Document passage
- - - - - - -

In September 2013, the California ISO (“CAISO”), CPUC, and the California Energy Commission announced they were partnering to develop a joint energy storage roadmap to advance energy storage in California. The roadmap will propose action and venues to address identified barriers related to storage. Based on inputs received from various stakeholders, a draft roadmap was made available and a workshop was held in October to discuss the draft and solicit feedback. The final roadmap was completed by the end of 2014.

D.13-10-040 directed a comprehensive evaluation of the Energy Storage Framework and Design Program no later than 2016, and once every three years thereafter. In compliance with D.13-10-040’s direction, the CPUC last year opened a new rulemaking as part of its ongoing implementation of AB 2514. The new OIR is docketed as R.15-03-011, and is entitled “Order Instituting Rulemaking to consider policy and implementation refinements to the Energy Storage Procurement Framework and Design Program (D.13-10-040, D.14-10-045) and related Action Plan of the California Energy Storage Roadmap.” As the proceeding’s name implies, it is a broad review of all CPUC policies (and associated IOU practices) relating to energy storage.94 The CPUC has conducted a workshop in the proceeding, and further workshops are anticipated. The CPUC has not yet issued any decisions in the new rulemaking.

The CPUC has also encouraged acquisition of storage resources in its proceeding addressing the premature retirement of the San Onofre Nuclear Generating Station (SONGS). D.13-02-015 directed SCE to undertake an “all-sources” bidding process for resources to address local reliability needs resulting from SONGS’ closure. The Commission authorized SCE to procure between 1,400 MW and 1,800 MW of electrical capacity in the West Los Angeles subarea and between 215 MW and 290 MW in the Moorpark subarea. Of the total 1,800 MW authorized, the Commission mandated that at least 50 MW be procured from energy storage resources and said that an additional 750 MW of new capacity could be satisfied by energy storage.

On November 5, 2014, SCE announced that it had signed contracts for 2,221 MW of power in compliance with D.13-02-015. Of this total, SCE signed contracts with storage providers for 260 MW, involving 24 separate contracts. This is five times the amount mandated by the CPUC for SCE in D.13-02-015 for energy storage resources, though only slightly more than a third of the maximum SCE might have procured. In November 2015, the CPUC approved SCE’s filing for approval of these contracts.

- - - - - - -

Rows
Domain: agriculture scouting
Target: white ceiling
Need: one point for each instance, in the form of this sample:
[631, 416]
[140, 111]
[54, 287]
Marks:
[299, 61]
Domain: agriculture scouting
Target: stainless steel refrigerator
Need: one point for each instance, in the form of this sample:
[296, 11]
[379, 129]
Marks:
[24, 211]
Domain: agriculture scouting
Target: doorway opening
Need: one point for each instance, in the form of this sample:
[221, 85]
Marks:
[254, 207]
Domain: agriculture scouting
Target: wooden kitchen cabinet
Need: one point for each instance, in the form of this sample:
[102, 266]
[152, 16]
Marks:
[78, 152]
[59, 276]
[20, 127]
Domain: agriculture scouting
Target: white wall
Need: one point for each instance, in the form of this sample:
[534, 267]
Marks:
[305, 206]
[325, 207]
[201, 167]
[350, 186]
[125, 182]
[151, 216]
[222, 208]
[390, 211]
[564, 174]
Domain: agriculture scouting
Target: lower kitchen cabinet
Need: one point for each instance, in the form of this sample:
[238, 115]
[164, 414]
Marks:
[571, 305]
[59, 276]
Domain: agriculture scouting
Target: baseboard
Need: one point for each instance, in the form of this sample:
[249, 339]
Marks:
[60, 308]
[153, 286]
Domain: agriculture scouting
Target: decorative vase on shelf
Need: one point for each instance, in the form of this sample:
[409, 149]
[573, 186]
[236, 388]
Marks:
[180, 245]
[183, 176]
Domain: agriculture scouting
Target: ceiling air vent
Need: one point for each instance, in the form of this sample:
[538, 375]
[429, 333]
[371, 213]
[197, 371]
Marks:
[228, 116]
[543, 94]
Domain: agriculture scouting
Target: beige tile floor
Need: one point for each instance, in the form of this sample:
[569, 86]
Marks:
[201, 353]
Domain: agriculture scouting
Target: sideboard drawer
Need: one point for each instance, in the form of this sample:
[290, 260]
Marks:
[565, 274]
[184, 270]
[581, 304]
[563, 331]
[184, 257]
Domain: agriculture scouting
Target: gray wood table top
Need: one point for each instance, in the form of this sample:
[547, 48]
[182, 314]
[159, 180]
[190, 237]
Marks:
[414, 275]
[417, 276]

- - - - - - -

Exercise task
According to the passage on California energy storage policy, why did the CPUC open the rulemaking docketed as R.15-03-011? Answer in one to three sentences.

Answer to this task
The CPUC opened R.15-03-011 to comply with D.13-10-040. That decision directed a comprehensive evaluation of the Energy Storage Framework and Design Program no later than 2016 and once every three years after that. The rulemaking was also part of the CPUC's ongoing implementation of AB 2514.